What you will do>
1. From the source text, copy word for word the passage that begins at the words "In the last" and ends after the words "payment of compensation.".
2. In the source text, after how many generations of his family's bonded labour was Nachika Linga liberated?

===== Source text

There are serious questions about each of these issues: Soni Sori’s father was shot in his leg by the naxalites: why would anyone say that Soni would support the naxalites, he asked, when the committee met him. Why was no FIR filed and investigation done either, when Soni Sori complained of torture, or when the Kolkata hospital found evidence of the torture, including sexual torture? Why was Ankit Garg given the Gallantry Award, when there were serious charges that had been made against him which had not yet been investigated. The DGP (Home Guards) reportedly said, in explanation: “The Police Medal for Gallantry is for a specific instance… it is not like the award for Meritorious Service … Ankit Garg led one of the teams in the Mahasamund [encounter].”
Narayanpatna
Narayanpatna block, Koraput district in Odisha has been the site of a powerful movement on issues of bonded labour, a dominant liquor mafia and land grabbing by non-tribals. Nachika Linga, the leader of the tribal collective Chausi Mulia Adivasi Sangh (CMAS) was liberated from bonded labour after five generations of his family had suffered under its yoke. The CMAS was also at the forefront of resistance to mining operations for bauxite in the Mali Parbat and Deomali areas. Despite the non-violent nature of their activities, government and police forces have branded them as Maoists and launched brutal operations against them with this justification.
In the last few years, Narayanpatna has become a heavily militarized zone, with three BSF camps in the block and several allegations against central security forces for brutal attacks and repression of dissent. On 20thNovember, 2009, when hundreds of CMAS activists protested the acts of the security forces outside the Narayanpatna police station, police opened fire killed two leading figures of the movement, and arrested and jailed several others. We were told that many had died in prison due to lack of proper medical facilities. Widows of this incident had approached the Odisha High Court for justice where the court directed payment of compensation.
According to a press statement in 2010, the number of persons taken into judicial custody from Narayanapatna block in Koraput district touched 104, including tribal children. There are around 15 children below the age of 14 confined in Koraput District Jail. The children do not know the language (Odia) which the jail authorities speak and are unaware about why they are in jail.

==========
===== Recorded data

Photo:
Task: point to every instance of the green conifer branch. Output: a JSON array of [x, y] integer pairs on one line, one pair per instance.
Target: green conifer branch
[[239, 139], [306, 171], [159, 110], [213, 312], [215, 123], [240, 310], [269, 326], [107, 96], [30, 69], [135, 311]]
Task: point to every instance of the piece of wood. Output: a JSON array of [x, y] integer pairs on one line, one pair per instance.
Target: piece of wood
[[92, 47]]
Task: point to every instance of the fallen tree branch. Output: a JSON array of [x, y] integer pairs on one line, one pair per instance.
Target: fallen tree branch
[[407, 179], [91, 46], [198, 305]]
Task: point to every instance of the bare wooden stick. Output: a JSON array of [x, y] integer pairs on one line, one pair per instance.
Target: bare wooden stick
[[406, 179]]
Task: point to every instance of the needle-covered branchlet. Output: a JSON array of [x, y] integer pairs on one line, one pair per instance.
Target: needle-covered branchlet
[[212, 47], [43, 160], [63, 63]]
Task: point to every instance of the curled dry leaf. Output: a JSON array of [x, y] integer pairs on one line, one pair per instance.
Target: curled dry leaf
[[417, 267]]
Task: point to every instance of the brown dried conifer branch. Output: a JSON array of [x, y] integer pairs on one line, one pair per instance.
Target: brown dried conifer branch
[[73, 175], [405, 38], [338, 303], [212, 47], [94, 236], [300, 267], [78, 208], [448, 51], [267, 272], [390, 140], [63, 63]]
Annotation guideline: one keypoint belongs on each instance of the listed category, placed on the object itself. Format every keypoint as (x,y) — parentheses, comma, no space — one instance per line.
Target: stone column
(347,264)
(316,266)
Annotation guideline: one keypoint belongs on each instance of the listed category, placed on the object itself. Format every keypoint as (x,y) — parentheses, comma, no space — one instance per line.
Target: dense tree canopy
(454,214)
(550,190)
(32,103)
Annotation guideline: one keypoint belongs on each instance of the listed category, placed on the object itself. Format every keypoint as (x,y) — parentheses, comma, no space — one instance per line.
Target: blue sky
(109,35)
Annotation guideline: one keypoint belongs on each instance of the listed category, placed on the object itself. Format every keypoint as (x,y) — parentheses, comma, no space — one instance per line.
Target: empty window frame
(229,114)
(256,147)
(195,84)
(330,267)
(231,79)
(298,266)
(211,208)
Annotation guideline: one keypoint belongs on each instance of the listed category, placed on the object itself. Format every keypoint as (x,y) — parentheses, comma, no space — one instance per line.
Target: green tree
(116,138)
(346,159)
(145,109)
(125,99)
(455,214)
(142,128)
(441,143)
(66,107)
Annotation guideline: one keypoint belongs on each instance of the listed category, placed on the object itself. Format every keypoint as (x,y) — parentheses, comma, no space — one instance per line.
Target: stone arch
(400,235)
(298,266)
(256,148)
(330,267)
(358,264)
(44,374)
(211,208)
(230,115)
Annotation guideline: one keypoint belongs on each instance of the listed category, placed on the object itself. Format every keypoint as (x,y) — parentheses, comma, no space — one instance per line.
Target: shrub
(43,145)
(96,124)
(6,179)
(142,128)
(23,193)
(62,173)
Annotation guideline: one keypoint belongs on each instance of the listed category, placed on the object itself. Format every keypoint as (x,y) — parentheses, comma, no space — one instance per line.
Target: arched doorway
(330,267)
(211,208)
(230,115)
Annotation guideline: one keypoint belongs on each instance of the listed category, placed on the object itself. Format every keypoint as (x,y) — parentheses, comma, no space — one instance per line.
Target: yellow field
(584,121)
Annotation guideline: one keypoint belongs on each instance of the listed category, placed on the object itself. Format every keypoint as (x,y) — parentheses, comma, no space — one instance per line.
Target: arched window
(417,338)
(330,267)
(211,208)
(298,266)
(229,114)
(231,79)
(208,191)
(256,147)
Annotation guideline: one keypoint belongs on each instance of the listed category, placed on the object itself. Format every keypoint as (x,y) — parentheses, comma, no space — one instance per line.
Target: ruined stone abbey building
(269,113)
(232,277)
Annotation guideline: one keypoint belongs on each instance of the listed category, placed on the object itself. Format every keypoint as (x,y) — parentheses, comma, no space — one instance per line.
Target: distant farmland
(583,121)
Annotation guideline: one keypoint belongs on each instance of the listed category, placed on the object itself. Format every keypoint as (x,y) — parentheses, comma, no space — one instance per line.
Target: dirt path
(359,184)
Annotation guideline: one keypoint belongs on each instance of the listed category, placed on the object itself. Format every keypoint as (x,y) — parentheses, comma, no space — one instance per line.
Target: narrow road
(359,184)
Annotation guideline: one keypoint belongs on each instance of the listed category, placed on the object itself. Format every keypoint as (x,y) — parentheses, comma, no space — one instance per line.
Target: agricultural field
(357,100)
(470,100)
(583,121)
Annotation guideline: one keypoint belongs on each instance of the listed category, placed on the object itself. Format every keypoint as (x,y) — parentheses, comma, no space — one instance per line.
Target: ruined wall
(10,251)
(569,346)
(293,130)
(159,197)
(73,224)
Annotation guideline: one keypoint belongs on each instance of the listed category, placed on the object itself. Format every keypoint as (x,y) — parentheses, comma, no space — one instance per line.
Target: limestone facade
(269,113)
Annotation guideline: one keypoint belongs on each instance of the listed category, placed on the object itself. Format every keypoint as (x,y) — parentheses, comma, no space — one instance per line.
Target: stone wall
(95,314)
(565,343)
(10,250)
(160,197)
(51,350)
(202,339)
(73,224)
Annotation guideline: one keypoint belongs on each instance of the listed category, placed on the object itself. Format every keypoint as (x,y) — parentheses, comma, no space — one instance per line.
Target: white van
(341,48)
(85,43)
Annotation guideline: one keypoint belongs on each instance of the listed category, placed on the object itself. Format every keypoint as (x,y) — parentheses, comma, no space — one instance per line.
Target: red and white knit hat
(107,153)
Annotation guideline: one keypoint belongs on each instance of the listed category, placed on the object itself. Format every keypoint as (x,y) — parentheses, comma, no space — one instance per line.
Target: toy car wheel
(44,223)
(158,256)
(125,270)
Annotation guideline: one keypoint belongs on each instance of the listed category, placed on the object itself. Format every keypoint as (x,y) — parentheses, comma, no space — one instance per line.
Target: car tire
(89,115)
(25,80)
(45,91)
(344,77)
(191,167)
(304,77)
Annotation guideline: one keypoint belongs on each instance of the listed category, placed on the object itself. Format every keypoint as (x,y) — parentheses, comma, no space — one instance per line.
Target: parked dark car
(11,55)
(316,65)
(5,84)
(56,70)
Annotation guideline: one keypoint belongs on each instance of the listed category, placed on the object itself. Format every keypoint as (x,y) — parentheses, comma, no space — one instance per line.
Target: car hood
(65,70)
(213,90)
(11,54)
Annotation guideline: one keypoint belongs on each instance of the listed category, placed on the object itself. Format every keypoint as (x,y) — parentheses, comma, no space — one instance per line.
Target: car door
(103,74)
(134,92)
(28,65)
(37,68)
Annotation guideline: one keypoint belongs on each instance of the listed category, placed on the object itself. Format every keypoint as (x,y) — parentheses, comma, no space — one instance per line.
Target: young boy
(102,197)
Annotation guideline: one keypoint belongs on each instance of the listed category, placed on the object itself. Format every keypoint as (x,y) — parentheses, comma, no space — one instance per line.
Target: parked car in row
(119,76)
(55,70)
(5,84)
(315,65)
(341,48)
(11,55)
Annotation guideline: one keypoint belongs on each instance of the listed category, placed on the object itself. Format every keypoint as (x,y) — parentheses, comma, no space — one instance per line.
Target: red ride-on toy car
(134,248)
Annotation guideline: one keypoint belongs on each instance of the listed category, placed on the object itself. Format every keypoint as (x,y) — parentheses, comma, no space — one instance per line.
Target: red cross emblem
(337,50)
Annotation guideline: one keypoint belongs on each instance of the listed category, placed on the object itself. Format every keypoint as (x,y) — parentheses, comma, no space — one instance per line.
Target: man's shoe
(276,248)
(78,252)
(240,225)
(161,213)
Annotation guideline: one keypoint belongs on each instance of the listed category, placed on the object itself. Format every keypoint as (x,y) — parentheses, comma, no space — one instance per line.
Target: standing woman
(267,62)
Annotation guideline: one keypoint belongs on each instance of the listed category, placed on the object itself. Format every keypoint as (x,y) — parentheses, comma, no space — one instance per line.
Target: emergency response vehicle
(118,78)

==========

Answers by item>
1.
In the last few years, Narayanpatna has become a heavily militarized zone, with three BSF camps in the block and several allegations against central security forces for brutal attacks and repression of dissent. On 20thNovember, 2009, when hundreds of CMAS activists protested the acts of the security forces outside the Narayanpatna police station, police opened fire killed two leading figures of the movement, and arrested and jailed several others. We were told that many had died in prison due to lack of proper medical facilities. Widows of this incident had approached the Odisha High Court for justice where the court directed payment of compensation.

2. Five generations.